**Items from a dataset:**

* * *

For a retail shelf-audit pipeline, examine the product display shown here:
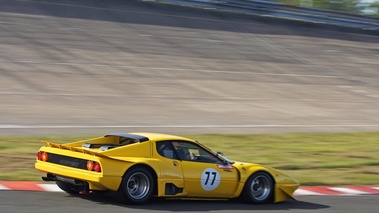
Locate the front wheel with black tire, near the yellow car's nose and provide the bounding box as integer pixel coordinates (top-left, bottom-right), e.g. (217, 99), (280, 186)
(241, 172), (274, 204)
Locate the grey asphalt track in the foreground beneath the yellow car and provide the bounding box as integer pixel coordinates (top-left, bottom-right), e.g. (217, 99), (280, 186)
(0, 191), (378, 213)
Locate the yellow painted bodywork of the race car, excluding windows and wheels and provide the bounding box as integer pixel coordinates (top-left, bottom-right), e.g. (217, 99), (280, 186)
(35, 133), (299, 202)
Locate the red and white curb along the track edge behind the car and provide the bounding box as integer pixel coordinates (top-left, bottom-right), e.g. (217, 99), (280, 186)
(0, 181), (379, 196)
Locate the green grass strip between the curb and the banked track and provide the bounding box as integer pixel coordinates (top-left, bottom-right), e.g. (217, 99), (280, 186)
(0, 132), (379, 185)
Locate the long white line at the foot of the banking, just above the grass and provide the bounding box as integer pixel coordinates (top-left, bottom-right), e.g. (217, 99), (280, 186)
(0, 124), (379, 129)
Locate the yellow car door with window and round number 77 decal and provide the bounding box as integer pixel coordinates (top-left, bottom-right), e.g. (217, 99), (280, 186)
(172, 141), (238, 198)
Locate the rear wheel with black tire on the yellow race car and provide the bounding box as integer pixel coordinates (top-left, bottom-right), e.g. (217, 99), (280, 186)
(118, 167), (155, 204)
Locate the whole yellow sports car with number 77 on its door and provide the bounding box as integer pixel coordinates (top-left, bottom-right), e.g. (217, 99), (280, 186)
(35, 133), (299, 204)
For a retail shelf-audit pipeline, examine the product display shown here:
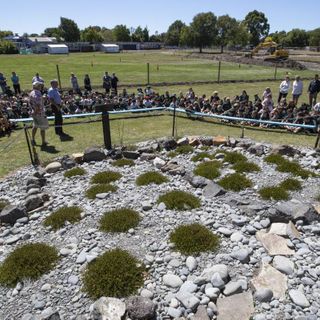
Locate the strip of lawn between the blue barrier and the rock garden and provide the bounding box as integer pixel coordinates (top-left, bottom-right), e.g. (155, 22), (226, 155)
(0, 113), (315, 177)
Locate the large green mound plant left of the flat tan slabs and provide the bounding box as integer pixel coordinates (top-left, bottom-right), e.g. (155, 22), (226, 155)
(170, 223), (219, 255)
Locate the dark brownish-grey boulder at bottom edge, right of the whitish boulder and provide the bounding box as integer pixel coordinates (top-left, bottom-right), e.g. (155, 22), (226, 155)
(126, 296), (156, 320)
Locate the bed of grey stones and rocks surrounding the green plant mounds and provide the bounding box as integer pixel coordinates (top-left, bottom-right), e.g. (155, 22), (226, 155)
(0, 137), (320, 320)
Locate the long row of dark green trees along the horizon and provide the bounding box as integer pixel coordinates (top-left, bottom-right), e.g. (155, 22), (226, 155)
(0, 10), (320, 53)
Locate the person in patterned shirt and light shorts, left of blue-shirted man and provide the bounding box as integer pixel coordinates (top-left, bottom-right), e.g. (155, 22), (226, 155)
(29, 82), (49, 147)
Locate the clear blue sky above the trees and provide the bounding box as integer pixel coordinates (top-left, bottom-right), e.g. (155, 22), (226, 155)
(0, 0), (320, 35)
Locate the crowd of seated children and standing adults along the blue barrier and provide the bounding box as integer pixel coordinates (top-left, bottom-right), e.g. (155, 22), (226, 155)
(0, 72), (320, 138)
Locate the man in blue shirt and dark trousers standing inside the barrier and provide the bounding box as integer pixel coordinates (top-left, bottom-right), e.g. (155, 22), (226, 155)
(48, 79), (65, 137)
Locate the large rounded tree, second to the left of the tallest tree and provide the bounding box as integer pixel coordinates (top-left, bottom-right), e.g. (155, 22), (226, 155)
(190, 12), (217, 53)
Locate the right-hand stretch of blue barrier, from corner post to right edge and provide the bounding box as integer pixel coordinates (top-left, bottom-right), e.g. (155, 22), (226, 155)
(167, 107), (317, 129)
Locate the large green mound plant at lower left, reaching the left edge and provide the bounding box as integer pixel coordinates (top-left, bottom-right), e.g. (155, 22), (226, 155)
(0, 243), (58, 287)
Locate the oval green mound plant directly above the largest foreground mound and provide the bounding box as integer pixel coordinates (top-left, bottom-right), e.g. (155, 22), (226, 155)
(100, 208), (140, 232)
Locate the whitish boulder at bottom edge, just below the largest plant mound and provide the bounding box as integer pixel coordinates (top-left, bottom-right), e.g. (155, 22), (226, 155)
(89, 297), (126, 320)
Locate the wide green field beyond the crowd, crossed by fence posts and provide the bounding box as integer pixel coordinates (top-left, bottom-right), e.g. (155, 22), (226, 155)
(1, 51), (314, 89)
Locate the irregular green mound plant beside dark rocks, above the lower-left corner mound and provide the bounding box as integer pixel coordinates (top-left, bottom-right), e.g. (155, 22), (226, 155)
(43, 207), (82, 230)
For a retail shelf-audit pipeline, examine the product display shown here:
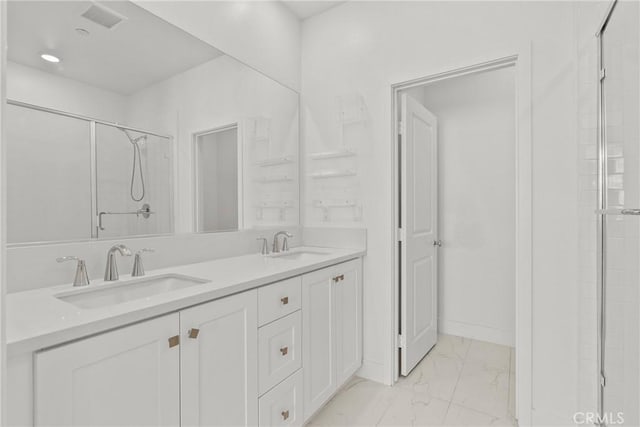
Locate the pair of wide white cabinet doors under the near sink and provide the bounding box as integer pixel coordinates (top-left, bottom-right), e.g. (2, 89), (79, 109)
(34, 290), (258, 426)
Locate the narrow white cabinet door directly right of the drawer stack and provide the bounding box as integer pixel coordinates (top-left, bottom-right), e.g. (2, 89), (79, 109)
(302, 268), (337, 419)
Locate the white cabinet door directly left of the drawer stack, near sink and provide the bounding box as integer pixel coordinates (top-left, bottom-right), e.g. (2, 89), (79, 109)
(180, 290), (258, 426)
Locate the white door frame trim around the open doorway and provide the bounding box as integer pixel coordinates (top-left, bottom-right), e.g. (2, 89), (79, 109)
(390, 49), (533, 426)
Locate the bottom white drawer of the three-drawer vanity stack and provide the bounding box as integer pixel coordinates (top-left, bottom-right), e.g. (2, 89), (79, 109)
(259, 369), (304, 427)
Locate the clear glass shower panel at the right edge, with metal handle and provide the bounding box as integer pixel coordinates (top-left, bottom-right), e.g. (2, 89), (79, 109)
(601, 1), (640, 426)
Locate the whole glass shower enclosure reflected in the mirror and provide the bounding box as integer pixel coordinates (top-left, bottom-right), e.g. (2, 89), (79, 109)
(6, 101), (173, 244)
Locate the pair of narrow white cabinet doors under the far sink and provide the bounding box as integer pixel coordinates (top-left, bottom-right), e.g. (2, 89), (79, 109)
(302, 259), (362, 419)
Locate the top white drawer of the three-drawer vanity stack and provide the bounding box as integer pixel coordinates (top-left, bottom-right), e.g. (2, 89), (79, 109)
(258, 277), (302, 326)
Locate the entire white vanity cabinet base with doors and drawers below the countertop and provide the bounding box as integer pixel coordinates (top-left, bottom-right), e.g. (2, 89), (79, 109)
(12, 258), (362, 427)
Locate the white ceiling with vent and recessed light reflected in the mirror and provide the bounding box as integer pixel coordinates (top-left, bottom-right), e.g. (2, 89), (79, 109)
(7, 1), (223, 95)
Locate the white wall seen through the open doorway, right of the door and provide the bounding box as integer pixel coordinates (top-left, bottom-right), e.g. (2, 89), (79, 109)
(408, 67), (516, 346)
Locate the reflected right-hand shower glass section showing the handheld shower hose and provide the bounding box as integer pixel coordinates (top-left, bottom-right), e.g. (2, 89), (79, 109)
(96, 123), (173, 239)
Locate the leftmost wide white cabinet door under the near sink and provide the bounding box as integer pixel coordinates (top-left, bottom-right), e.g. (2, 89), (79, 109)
(35, 314), (180, 426)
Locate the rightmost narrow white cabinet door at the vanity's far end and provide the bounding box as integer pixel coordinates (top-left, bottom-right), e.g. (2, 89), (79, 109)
(334, 259), (362, 387)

* * *

**WHAT NEEDS TO BE DONE:** Word for word, set down every record, keeping the images out.

**SOLUTION TO THE PROBLEM:**
For a retail shelf-audit pipeline, examine the product display shown here:
Locate the front wheel with black tire, near the yellow car's nose and provide the bounding box as integer pixel coordinates (top-left, bottom-right), e.g. (217, 99), (280, 186)
(241, 172), (274, 204)
Locate the grey asphalt track in the foreground beneath the yellow car and provide the bounding box as integer pixel coordinates (top-left, bottom-right), e.g. (217, 99), (280, 186)
(0, 191), (378, 213)
Locate the yellow painted bodywork of the race car, excluding windows and wheels and provide the bounding box as integer pixel coordinates (top-left, bottom-right), e.g. (217, 99), (280, 186)
(35, 133), (299, 202)
Locate the red and white curb along the track edge behind the car and provide the bounding box as integer pixel coordinates (top-left, bottom-right), e.g. (217, 99), (280, 186)
(0, 181), (379, 196)
Locate the green grass strip between the curb and the banked track and provide the bounding box as integer pixel coordinates (top-left, bottom-right), e.g. (217, 99), (280, 186)
(0, 132), (379, 185)
Locate the long white line at the foot of the banking, just above the grass and provide the bounding box as integer pixel coordinates (top-left, bottom-right), e.g. (217, 99), (280, 186)
(0, 124), (379, 129)
Locate the yellow car door with window and round number 77 decal and provide the bounding box as integer pixel coordinates (top-left, bottom-right), e.g. (217, 99), (280, 186)
(172, 141), (238, 198)
Locate the rear wheel with black tire on the yellow race car and provide the bounding box as integer pixel coordinates (top-left, bottom-right), e.g. (217, 99), (280, 186)
(118, 167), (155, 204)
Locate the whole yellow sports car with number 77 on its door and provide the bounding box as integer pixel coordinates (top-left, bottom-right), e.g. (217, 99), (280, 186)
(35, 133), (299, 204)
For a retail shelf-audit pipeline, examine the product display shown here:
Locate the strip of lawn between the blue barrier and the rock garden and provide the bounding box as integer pixel coordinates (top-left, bottom-right), e.g. (155, 22), (226, 155)
(0, 113), (315, 177)
Locate the large green mound plant left of the flat tan slabs and provide the bounding box as integer pixel coordinates (top-left, bottom-right), e.g. (155, 22), (226, 155)
(170, 223), (219, 255)
Locate the dark brownish-grey boulder at bottom edge, right of the whitish boulder and provide the bounding box as integer pixel coordinates (top-left, bottom-right), e.g. (155, 22), (226, 155)
(126, 296), (156, 320)
Locate the bed of grey stones and rocks surrounding the green plant mounds and provide the bounding box as integer pixel coordinates (top-left, bottom-right), e.g. (155, 22), (226, 155)
(0, 137), (320, 320)
Locate the long row of dark green trees along the horizon and provide the bounding box as integer pixel coordinates (top-left, bottom-right), e.g. (155, 22), (226, 155)
(0, 10), (320, 53)
Locate the person in patterned shirt and light shorts, left of blue-shirted man and provide the bounding box as integer pixel coordinates (top-left, bottom-right), e.g. (155, 22), (226, 155)
(29, 82), (49, 147)
Locate the clear blue sky above the trees and provide the bounding box as integer pixel coordinates (top-left, bottom-right), e.g. (155, 22), (226, 155)
(0, 0), (320, 35)
Locate the crowd of seated children and standing adults along the blue barrier and provide the bounding box as integer pixel coordinates (top-left, bottom-right), e.g. (155, 22), (226, 155)
(0, 72), (320, 138)
Locate the man in blue shirt and dark trousers standing inside the barrier and provide the bounding box as integer pixel coordinates (top-left, bottom-right), e.g. (155, 22), (226, 155)
(48, 79), (65, 137)
Locate the large rounded tree, second to the left of the tallest tree and provide the bounding box as integer pixel coordinates (top-left, bottom-right), e.g. (155, 22), (226, 155)
(190, 12), (217, 53)
Locate the right-hand stretch of blue barrier, from corner post to right edge and provide the bounding box as integer pixel coordinates (top-left, bottom-right), e.g. (155, 22), (226, 155)
(167, 107), (317, 129)
Locate the large green mound plant at lower left, reaching the left edge and provide the bounding box as integer pixel coordinates (top-left, bottom-right), e.g. (155, 22), (226, 155)
(0, 243), (58, 287)
Locate the oval green mound plant directly above the largest foreground mound and provide the bounding box as integer pixel coordinates (top-left, bottom-right), e.g. (155, 22), (226, 155)
(100, 208), (140, 232)
Locate the whitish boulder at bottom edge, just below the largest plant mound and provide the bounding box as integer pixel coordinates (top-left, bottom-right), e.g. (155, 22), (226, 155)
(89, 297), (126, 320)
Locate the wide green field beyond the crowd, crossed by fence posts and provide the bounding box as integer pixel coordinates (top-left, bottom-right), e.g. (155, 22), (226, 155)
(1, 51), (314, 89)
Locate the irregular green mound plant beside dark rocks, above the lower-left corner mound and provide the bounding box as integer pixel coordinates (top-left, bottom-right), e.g. (155, 22), (226, 155)
(43, 207), (82, 230)
For a retail shelf-audit pipeline, examine the product display shown here:
Locate the pair of wide white cabinet doors under the near sink and provide the bounding box as integer pixel coordinates (top-left, bottom-right), e.g. (2, 89), (79, 109)
(34, 290), (258, 426)
Locate the narrow white cabinet door directly right of the drawer stack and provide the bounding box as integer pixel coordinates (top-left, bottom-right), e.g. (2, 89), (79, 109)
(302, 268), (337, 419)
Locate the white cabinet door directly left of the drawer stack, near sink and provide the bounding box as integer pixel coordinates (top-left, bottom-right), e.g. (2, 89), (79, 109)
(180, 290), (258, 426)
Locate the white door frame trim around the open doorway and provide the bounding box as integer pixel coordinates (top-left, bottom-right), e.g. (2, 89), (79, 109)
(390, 49), (533, 426)
Locate the bottom white drawer of the three-drawer vanity stack and provide the bounding box as integer pixel coordinates (top-left, bottom-right), e.g. (2, 89), (79, 109)
(259, 369), (304, 427)
Locate the clear glass shower panel at the right edge, with metal handle and provide the bounding box as integer pixel coordinates (top-left, bottom-right), e.g. (2, 89), (79, 109)
(601, 1), (640, 426)
Locate the whole glass shower enclosure reflected in the mirror and provide the bounding box as integer pixel coordinates (top-left, bottom-right), e.g. (2, 89), (79, 109)
(6, 101), (173, 244)
Locate the pair of narrow white cabinet doors under the far sink and provide the bounding box as integer pixel coordinates (top-left, bottom-right), e.g. (2, 89), (79, 109)
(302, 259), (362, 419)
Locate the top white drawer of the three-drawer vanity stack and provide the bounding box as integer pixel coordinates (top-left, bottom-right), e.g. (2, 89), (79, 109)
(258, 277), (302, 326)
Locate the entire white vanity cabinet base with doors and drawers below the countertop and provide the bounding box as integer pixel coordinates (top-left, bottom-right), e.g. (2, 89), (79, 109)
(12, 258), (362, 427)
Locate the white ceiling with vent and recessed light reflected in the mirror and provide the bounding box as integer pixel coordinates (top-left, bottom-right), e.g. (2, 89), (79, 109)
(7, 1), (223, 95)
Locate the white wall seen through the open doorway, right of the door and provide the bounding box as integer pixel coordinates (top-left, bottom-right), e.g. (2, 89), (79, 109)
(408, 67), (516, 346)
Locate the reflected right-hand shower glass section showing the handheld shower hose and provide the bounding box as integer pixel coordinates (top-left, bottom-right), e.g. (2, 89), (79, 109)
(96, 123), (173, 239)
Locate the leftmost wide white cabinet door under the near sink and provide the bounding box as integer pixel coordinates (top-left, bottom-right), e.g. (2, 89), (79, 109)
(35, 314), (180, 426)
Locate the rightmost narrow white cabinet door at the vanity's far end and provide the bounding box as integer pixel coordinates (top-left, bottom-right), e.g. (2, 89), (79, 109)
(334, 259), (362, 387)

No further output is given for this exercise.